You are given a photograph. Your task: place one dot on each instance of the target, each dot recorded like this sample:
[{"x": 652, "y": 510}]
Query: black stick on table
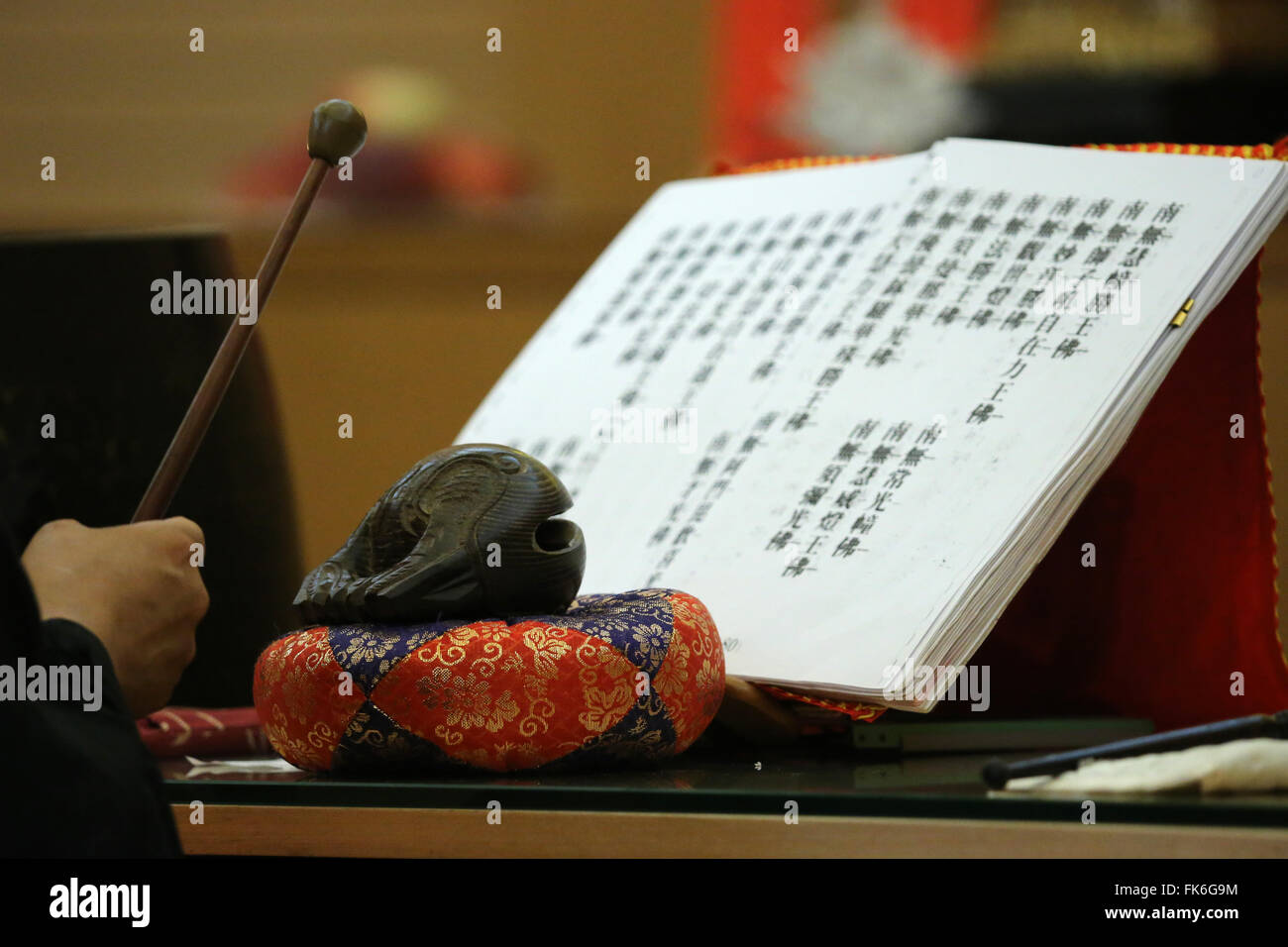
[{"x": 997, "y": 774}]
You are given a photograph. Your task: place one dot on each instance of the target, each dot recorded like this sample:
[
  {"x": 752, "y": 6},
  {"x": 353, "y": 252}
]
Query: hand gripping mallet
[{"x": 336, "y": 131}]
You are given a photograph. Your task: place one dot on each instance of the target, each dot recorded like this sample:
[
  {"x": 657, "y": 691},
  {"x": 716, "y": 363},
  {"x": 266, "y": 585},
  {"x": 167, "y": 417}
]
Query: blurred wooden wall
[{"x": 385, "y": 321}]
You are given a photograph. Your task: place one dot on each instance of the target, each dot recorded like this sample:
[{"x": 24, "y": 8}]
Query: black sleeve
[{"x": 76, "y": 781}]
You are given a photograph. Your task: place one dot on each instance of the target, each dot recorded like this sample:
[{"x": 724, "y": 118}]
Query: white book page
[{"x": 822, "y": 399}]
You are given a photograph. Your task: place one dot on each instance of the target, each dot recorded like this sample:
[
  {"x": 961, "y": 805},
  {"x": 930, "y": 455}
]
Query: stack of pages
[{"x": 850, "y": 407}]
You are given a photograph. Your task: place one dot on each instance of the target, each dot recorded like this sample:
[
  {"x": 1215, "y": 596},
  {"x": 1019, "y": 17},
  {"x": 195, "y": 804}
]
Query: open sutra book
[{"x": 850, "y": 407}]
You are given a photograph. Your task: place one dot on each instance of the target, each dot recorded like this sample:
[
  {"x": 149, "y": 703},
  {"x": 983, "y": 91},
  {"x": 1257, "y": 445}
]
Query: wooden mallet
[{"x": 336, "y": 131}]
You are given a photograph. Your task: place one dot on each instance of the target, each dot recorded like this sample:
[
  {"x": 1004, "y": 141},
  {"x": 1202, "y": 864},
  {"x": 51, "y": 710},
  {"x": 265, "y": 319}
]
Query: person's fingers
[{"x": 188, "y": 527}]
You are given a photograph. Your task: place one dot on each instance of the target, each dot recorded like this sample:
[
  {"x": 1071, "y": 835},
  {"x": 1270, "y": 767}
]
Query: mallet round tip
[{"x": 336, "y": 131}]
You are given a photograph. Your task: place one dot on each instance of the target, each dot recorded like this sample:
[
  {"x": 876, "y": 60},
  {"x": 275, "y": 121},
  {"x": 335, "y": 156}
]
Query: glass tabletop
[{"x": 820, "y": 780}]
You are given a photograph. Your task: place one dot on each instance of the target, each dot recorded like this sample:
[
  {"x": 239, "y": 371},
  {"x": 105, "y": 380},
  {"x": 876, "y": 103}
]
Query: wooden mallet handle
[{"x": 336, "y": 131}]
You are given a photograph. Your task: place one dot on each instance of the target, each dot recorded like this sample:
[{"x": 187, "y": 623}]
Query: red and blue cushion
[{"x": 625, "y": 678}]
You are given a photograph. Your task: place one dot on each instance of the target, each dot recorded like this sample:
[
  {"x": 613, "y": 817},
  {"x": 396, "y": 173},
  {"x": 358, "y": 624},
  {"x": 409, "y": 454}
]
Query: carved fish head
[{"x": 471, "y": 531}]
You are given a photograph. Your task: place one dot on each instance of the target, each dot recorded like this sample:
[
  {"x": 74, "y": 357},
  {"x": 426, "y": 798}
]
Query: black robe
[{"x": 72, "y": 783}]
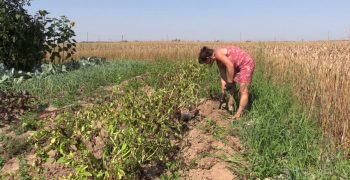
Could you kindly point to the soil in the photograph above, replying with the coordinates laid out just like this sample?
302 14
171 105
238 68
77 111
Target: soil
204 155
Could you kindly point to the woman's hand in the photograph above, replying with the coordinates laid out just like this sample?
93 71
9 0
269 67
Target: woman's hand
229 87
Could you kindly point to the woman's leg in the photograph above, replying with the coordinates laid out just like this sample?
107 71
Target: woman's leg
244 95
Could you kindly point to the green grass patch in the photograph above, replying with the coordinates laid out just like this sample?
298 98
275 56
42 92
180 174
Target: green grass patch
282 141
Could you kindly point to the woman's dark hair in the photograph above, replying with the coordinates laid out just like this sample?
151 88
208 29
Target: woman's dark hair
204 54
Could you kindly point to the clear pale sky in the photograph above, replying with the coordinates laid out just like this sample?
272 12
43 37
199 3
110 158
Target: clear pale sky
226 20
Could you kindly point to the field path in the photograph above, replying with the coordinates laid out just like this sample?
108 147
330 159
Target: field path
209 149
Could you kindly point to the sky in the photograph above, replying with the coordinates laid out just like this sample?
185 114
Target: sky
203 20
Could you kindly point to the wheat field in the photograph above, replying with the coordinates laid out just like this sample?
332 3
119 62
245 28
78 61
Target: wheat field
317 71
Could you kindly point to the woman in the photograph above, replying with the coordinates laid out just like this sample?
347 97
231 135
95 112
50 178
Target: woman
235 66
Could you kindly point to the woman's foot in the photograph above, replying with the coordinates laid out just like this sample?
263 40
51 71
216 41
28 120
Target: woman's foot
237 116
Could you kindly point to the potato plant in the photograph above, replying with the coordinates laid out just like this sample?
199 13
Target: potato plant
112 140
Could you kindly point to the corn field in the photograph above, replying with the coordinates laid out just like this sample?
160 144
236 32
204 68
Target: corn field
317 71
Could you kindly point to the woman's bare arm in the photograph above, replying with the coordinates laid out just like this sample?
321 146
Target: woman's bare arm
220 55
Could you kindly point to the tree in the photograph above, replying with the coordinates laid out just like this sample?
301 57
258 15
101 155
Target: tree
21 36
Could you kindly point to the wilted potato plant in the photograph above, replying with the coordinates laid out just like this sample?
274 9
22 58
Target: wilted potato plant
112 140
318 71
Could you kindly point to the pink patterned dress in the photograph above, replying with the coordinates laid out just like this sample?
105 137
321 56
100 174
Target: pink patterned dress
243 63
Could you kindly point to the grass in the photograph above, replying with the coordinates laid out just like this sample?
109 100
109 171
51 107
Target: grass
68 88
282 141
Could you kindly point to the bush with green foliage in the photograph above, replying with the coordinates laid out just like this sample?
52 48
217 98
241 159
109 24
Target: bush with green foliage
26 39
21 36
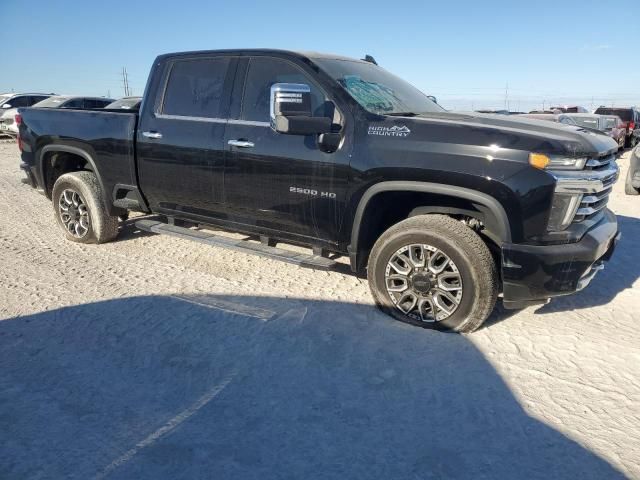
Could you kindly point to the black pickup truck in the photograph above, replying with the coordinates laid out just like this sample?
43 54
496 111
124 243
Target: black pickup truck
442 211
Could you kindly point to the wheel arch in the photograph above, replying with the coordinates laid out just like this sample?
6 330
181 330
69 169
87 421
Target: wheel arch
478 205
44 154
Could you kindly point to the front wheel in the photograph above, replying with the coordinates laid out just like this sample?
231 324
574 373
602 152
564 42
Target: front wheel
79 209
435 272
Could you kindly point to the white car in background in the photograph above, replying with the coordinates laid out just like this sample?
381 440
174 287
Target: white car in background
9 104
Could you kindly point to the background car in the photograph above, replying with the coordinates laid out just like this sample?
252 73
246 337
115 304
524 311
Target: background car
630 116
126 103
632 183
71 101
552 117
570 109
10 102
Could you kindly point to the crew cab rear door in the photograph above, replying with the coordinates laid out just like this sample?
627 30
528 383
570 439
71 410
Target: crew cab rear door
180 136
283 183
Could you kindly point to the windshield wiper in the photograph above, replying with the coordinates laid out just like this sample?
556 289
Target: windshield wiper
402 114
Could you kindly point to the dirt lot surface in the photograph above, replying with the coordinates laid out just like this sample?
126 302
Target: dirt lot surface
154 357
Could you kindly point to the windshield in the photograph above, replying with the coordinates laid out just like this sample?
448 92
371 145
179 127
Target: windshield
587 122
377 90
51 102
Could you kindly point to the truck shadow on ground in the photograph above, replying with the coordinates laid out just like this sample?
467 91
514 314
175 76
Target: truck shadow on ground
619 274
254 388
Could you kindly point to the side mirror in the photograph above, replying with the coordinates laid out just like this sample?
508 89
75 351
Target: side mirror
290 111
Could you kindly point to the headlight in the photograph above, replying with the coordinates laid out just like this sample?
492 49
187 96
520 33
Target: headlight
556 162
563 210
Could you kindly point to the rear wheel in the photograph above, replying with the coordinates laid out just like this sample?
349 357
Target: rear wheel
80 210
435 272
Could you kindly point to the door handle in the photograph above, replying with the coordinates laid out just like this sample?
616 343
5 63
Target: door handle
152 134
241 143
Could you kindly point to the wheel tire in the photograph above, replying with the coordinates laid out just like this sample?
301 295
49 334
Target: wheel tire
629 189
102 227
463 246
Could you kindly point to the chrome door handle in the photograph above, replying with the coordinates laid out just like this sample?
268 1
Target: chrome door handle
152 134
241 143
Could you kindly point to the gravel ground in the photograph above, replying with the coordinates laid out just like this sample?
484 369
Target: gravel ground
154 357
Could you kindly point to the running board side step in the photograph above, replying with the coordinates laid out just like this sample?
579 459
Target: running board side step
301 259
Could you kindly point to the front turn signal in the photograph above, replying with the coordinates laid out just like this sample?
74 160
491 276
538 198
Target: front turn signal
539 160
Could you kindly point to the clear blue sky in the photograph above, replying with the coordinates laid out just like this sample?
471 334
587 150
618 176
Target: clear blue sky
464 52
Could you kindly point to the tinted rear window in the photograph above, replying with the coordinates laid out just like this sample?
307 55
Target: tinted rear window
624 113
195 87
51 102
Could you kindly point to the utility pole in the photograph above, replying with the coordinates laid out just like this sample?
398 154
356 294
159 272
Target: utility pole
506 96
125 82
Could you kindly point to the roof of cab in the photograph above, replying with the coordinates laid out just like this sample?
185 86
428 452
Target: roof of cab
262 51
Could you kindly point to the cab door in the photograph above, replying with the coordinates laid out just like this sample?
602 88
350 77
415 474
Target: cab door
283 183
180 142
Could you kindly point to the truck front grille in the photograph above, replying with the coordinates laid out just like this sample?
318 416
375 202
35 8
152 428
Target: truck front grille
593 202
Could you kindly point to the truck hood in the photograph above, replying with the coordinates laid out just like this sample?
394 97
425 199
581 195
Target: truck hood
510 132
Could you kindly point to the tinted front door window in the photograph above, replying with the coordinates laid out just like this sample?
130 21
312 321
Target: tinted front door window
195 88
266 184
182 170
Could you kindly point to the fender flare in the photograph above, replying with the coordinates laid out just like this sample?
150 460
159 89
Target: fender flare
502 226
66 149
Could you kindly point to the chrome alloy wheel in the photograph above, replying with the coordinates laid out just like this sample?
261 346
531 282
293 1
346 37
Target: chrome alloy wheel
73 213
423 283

» Work instructions: Write out an exact transcription of the line with "Could you kindly point to the chrome alloy" and of each line after it; stop at the end of the records.

» Output for this task:
Could you kindly point to the chrome alloy wheel in the photograph above, replying with the coordinates laid out just like this sample?
261 346
531 282
293 1
346 37
Target: chrome alloy wheel
73 213
423 283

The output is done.